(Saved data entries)
○ ○ ○ ○ ○ ○ ○

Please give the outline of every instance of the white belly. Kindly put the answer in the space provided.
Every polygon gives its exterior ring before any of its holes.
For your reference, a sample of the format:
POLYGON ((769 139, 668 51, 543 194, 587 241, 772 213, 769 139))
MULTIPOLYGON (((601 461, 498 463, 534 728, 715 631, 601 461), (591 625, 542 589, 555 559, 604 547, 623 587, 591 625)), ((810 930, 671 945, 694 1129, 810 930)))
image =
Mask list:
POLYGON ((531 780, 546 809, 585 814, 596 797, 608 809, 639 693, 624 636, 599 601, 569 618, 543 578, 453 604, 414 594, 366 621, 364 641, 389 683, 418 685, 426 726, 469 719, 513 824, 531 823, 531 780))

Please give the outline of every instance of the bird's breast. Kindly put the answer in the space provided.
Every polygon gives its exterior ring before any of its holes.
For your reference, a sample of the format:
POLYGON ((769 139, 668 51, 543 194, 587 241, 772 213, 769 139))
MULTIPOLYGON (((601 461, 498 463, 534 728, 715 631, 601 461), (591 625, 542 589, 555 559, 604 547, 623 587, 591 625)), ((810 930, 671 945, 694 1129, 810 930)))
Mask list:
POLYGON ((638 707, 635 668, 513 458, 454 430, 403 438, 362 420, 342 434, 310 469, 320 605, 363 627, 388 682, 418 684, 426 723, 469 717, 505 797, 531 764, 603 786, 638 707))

○ ○ ○ ○ ○ ○ ○

### [Task instructions]
Every record is to be repeated exactly as written.

### [Reply to the task]
Please give the outline of every instance of the white belly. Kindly put the answer in the space provided.
Every polygon gives its exterior ring before any of its holes.
For your reference, a sample of the format:
POLYGON ((769 139, 668 51, 543 194, 587 241, 772 213, 769 139))
MULTIPOLYGON (((601 461, 498 463, 534 728, 715 631, 601 461), (591 625, 542 589, 555 559, 604 547, 623 587, 591 625)), ((810 930, 671 945, 694 1129, 810 930)))
image =
Mask list:
POLYGON ((531 780, 546 809, 585 814, 596 797, 608 809, 639 693, 624 636, 599 601, 569 618, 543 578, 453 604, 414 594, 366 621, 364 641, 389 683, 418 685, 426 726, 469 719, 513 824, 531 823, 531 780))

Please give the outline of every instance of the bird's breast. Kindly put the answer in the space provided.
Every polygon gives its exterior ring before any of its holes.
For your reference, a sample of the format:
POLYGON ((769 139, 668 51, 543 194, 587 241, 772 213, 769 139))
MULTIPOLYGON (((601 461, 498 463, 534 728, 715 631, 601 461), (591 625, 542 589, 555 559, 604 547, 623 587, 591 625)), ((810 930, 671 945, 694 1129, 810 930)))
Mask list:
POLYGON ((638 707, 635 668, 513 458, 454 430, 403 438, 362 420, 342 434, 310 469, 320 605, 363 627, 388 682, 418 684, 426 723, 469 717, 505 797, 531 764, 603 786, 638 707))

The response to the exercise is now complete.